Zapisane wpisy
* * *

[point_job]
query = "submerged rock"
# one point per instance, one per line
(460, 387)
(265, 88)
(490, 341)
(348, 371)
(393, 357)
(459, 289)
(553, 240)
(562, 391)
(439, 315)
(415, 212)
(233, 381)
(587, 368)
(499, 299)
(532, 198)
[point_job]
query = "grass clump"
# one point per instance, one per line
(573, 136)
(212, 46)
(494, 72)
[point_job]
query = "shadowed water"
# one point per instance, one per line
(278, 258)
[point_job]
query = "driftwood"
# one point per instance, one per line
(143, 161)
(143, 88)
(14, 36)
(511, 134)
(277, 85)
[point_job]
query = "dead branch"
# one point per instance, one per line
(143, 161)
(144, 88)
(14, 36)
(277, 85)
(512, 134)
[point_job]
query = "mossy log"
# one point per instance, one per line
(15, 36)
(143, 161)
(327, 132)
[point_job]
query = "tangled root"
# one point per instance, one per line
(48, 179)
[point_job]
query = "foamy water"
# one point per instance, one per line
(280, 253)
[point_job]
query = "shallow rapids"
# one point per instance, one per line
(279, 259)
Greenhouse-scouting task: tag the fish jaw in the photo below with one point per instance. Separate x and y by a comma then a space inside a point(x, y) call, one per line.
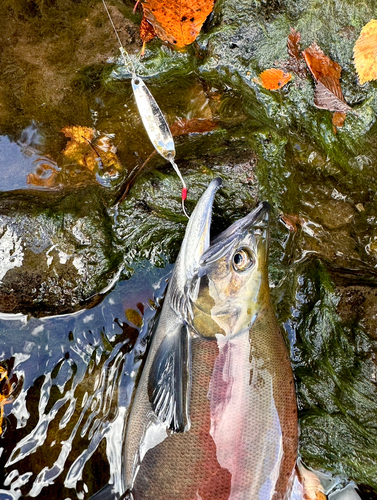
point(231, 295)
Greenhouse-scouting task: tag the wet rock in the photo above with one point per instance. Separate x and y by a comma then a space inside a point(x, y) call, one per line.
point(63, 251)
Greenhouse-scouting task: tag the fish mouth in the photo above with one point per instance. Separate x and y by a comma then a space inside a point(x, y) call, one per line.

* * *

- Opis ćwiczenia:
Ułóż wszystkie wiersze powyższego listingu w tabelę Markdown z kolumnami „Numer” i „Wiersz listingu”, pomijając puste wiersze. Obrazy pomiń w odpowiedzi.

- Odpowiedź do ćwiczenia:
| Numer | Wiersz listingu |
|---|---|
| 1 | [point_job] |
| 2 | query = "submerged rock" |
| 3 | # one point per instance, one per line |
| 4 | (460, 387) |
| 5 | (265, 88) |
| 6 | (490, 341) |
| 7 | (348, 371) |
| 8 | (393, 357) |
| 9 | (459, 289) |
| 10 | (553, 240) |
| 11 | (562, 391) |
| 12 | (439, 315) |
| 13 | (415, 212) |
| 14 | (233, 381) |
| 15 | (587, 368) |
| 16 | (499, 299) |
| 17 | (532, 198) |
| 18 | [point_job] |
| 19 | query = "grass clump" |
| 20 | # one point per instance, one per line |
| 21 | (573, 136) |
| 22 | (212, 46) |
| 23 | (494, 72) |
| 24 | [point_job] |
| 25 | query = "shadowed water" |
| 26 | # one point per instance, one per line |
| 27 | (278, 258) |
| 28 | [point_job] |
| 29 | query = "driftwood" |
| 30 | # one point per instance, one per line |
| 31 | (143, 161) |
| 32 | (143, 88) |
| 33 | (14, 36) |
| 34 | (511, 134) |
| 35 | (277, 85) |
| 36 | [point_job] |
| 37 | query = "dead branch" |
| 38 | # one point per instance, one per line |
| 39 | (143, 161) |
| 40 | (144, 88) |
| 41 | (14, 36) |
| 42 | (277, 85) |
| 43 | (512, 134) |
| 44 | [point_job] |
| 45 | query = "mossy log" |
| 46 | # one point per instance, one per line |
| 47 | (15, 36) |
| 48 | (143, 161) |
| 49 | (327, 132) |
| 50 | [point_job] |
| 51 | query = "tangled root" |
| 52 | # one point per instance, one per line |
| 53 | (48, 179) |
| 54 | [point_job] |
| 55 | query = "foamy water" |
| 56 | # one point per instance, one per line |
| 57 | (280, 253) |
| 58 | [point_job] |
| 59 | query = "shallow rapids" |
| 60 | # one point per instance, one per line |
| 61 | (279, 259) |
| 62 | Greenhouse-scouting task: tag the fish jaw in the photo below with one point per instance. Separate x and y by a comma then a space inside a point(x, y) call, one per line. |
| 63 | point(231, 295) |
| 64 | Greenhouse-scouting task: tag the wet rock in the photo above with one point per instance. Separate x and y by a comma then a space inside a point(x, y) call, one per line. |
| 65 | point(63, 251) |
| 66 | Greenhouse-scouting task: tag the fish mouth in the photo above with one point per instance. Separate x and y by a comma then a space inside a point(x, y) call, one per line. |